▶ [WHAT YOU NEED TO DO]:
Identify every line in the entries below that contains the word "dark" and copy each such line in full. Case counts.

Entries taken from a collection
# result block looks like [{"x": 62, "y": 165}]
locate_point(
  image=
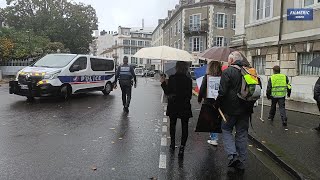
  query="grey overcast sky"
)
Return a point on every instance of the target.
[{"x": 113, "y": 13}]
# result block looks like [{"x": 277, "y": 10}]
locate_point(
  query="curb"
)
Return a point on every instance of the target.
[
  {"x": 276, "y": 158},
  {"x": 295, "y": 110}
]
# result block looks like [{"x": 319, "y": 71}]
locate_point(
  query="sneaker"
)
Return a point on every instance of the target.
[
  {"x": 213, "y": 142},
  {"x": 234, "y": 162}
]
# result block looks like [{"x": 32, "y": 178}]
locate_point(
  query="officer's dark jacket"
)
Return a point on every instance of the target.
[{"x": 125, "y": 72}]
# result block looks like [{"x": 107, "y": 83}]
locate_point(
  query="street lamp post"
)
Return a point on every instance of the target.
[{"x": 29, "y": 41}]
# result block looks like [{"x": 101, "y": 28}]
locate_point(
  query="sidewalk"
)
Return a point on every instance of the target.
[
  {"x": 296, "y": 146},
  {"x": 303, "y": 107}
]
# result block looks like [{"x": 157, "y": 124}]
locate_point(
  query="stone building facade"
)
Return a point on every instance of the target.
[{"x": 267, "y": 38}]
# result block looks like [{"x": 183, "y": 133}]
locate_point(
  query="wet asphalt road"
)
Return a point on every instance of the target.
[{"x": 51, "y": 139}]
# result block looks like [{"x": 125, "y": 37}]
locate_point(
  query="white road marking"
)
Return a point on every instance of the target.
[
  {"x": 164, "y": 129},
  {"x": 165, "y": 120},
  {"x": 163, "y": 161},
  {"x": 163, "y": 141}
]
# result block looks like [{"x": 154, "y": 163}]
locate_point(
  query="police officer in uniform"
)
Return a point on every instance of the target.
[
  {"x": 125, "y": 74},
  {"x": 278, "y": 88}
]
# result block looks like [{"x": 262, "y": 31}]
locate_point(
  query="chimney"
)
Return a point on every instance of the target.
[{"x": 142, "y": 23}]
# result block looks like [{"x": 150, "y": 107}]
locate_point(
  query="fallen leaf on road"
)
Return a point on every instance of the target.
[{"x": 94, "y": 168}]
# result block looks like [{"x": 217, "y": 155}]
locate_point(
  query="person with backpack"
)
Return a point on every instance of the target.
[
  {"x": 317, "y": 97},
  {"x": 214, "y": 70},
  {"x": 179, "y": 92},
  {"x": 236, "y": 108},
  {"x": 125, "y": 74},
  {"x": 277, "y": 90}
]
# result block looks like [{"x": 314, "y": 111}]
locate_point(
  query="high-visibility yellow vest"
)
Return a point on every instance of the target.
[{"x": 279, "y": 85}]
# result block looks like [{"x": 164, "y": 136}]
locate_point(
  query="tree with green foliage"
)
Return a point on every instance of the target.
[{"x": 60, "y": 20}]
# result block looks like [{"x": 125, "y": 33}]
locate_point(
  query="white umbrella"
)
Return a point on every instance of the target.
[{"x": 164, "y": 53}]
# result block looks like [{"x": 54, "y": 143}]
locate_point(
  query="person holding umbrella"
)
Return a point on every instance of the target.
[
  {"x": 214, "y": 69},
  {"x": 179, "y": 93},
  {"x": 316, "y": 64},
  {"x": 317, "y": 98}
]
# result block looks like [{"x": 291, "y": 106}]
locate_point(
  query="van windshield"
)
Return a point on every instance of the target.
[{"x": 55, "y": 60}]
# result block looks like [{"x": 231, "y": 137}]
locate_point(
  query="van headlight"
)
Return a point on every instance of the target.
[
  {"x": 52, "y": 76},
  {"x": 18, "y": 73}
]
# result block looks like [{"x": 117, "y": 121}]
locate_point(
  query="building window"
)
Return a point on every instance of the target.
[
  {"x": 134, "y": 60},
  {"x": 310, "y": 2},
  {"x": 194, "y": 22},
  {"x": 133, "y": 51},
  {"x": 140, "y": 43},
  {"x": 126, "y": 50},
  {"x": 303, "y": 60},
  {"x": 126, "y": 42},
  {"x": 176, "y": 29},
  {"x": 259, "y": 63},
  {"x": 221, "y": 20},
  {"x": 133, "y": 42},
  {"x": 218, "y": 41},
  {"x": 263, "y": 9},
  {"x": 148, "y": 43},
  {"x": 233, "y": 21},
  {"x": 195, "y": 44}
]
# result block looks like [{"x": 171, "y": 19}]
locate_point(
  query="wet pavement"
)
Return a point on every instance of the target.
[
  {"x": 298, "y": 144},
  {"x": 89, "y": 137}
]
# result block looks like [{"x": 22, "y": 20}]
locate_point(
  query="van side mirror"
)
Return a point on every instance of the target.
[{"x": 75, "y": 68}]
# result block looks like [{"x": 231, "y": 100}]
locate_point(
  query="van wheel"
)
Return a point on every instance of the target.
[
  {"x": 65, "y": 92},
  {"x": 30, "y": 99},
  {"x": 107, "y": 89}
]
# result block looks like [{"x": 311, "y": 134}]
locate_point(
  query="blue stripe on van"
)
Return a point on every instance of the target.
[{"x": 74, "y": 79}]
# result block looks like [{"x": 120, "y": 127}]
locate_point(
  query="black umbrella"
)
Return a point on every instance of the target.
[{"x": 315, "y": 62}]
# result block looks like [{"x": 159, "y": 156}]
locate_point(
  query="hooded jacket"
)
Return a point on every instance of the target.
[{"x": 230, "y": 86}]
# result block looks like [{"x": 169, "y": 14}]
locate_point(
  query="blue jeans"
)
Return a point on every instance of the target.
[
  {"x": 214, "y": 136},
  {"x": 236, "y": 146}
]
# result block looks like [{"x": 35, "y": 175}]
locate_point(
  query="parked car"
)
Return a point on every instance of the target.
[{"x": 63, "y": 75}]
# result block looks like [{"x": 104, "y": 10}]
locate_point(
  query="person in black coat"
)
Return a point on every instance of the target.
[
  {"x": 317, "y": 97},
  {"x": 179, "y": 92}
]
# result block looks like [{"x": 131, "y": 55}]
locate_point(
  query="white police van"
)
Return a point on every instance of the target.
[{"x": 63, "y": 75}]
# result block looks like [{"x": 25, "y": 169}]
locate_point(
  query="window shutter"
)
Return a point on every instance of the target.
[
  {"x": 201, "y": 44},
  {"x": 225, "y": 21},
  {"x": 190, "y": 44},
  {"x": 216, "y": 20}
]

--

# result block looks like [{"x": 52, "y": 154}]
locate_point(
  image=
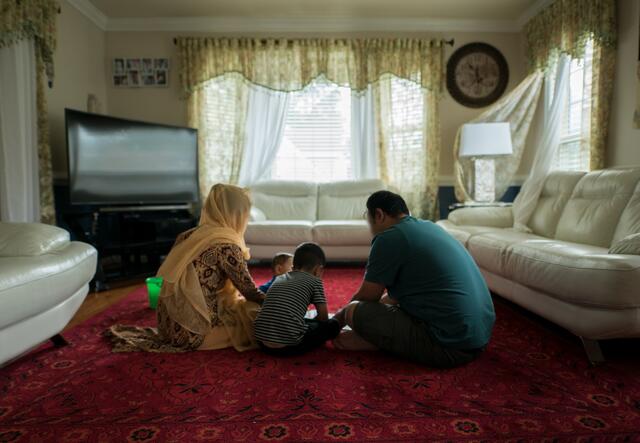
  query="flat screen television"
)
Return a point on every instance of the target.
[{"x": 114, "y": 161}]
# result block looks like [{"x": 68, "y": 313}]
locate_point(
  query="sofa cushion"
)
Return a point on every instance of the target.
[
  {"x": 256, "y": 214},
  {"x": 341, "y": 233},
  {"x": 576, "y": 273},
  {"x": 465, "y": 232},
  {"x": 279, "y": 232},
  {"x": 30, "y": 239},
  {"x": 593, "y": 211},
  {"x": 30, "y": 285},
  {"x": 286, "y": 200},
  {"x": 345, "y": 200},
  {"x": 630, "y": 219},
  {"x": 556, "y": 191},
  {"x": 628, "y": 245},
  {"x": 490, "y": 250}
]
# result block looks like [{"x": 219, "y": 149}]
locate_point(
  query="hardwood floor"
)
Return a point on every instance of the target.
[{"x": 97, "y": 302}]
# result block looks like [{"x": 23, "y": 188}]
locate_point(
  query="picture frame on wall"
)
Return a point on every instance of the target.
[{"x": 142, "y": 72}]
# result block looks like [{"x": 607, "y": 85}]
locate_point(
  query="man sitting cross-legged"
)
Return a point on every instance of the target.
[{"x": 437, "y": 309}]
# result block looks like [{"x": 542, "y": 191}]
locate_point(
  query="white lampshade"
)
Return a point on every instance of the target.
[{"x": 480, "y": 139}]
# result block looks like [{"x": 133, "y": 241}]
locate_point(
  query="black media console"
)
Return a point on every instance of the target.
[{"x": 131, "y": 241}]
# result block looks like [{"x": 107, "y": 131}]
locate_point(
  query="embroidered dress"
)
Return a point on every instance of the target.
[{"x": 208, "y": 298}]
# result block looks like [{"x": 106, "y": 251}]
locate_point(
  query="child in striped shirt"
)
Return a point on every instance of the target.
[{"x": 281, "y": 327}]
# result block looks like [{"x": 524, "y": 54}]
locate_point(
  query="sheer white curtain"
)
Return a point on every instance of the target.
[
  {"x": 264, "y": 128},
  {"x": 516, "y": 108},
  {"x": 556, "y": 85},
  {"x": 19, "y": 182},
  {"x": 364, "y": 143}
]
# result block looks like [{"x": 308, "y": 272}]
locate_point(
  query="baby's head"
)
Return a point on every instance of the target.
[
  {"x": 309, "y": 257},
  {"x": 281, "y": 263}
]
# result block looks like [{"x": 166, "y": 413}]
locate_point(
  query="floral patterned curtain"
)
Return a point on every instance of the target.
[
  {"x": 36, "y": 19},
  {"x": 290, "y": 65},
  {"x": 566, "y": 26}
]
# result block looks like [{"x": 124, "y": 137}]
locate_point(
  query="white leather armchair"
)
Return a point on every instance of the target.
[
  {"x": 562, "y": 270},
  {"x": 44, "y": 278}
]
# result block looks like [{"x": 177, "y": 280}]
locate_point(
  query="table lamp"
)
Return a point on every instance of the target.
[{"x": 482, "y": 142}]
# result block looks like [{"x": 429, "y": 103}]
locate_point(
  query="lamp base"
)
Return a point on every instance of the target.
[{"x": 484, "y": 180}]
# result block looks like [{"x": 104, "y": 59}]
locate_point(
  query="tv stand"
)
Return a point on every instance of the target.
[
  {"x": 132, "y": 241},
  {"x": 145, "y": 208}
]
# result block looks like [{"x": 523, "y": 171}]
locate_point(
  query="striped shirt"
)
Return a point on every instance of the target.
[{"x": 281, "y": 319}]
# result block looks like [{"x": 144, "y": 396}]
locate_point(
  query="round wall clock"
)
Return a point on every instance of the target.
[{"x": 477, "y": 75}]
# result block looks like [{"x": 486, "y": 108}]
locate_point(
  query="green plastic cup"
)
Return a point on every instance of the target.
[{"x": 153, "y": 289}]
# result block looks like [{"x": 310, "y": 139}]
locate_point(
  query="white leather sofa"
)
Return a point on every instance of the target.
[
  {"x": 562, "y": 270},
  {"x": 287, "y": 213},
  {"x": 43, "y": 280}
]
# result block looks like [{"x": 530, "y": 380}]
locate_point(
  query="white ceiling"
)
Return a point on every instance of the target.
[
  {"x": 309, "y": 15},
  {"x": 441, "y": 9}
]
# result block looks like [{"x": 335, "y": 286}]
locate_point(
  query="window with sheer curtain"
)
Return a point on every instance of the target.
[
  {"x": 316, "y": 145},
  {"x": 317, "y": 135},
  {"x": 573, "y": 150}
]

==

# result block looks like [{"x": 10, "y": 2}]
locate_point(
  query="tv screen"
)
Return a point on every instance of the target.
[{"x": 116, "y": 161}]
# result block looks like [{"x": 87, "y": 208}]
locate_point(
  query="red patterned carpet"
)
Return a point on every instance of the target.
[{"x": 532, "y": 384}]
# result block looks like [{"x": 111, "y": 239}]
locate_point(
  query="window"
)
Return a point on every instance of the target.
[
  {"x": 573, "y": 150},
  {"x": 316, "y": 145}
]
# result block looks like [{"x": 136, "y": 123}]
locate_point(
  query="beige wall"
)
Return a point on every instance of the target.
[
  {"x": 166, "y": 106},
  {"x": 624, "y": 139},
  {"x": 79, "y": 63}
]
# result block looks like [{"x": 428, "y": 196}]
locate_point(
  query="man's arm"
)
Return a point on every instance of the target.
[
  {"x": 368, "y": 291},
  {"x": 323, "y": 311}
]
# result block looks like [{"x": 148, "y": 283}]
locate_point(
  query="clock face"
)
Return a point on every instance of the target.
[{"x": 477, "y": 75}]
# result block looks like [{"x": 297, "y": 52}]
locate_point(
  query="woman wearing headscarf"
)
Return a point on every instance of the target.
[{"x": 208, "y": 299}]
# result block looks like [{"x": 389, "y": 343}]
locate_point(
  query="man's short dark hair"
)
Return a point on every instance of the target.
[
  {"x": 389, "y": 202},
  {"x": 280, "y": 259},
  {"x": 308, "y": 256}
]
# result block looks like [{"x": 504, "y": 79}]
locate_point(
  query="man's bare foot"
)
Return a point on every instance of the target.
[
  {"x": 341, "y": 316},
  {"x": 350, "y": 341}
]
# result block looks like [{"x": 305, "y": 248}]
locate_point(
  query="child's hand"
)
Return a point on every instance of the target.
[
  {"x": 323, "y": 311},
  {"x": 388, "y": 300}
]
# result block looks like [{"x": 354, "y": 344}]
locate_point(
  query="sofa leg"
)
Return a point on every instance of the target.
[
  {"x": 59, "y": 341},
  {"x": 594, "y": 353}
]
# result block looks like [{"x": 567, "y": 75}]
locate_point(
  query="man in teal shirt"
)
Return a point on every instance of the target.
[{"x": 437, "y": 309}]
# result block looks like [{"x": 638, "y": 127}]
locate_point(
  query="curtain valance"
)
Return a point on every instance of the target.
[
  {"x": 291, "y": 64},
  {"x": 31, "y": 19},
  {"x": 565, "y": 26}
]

▶ [FINISHED ANSWER]:
  query="officer's dark jacket"
  query="man's short dark hair"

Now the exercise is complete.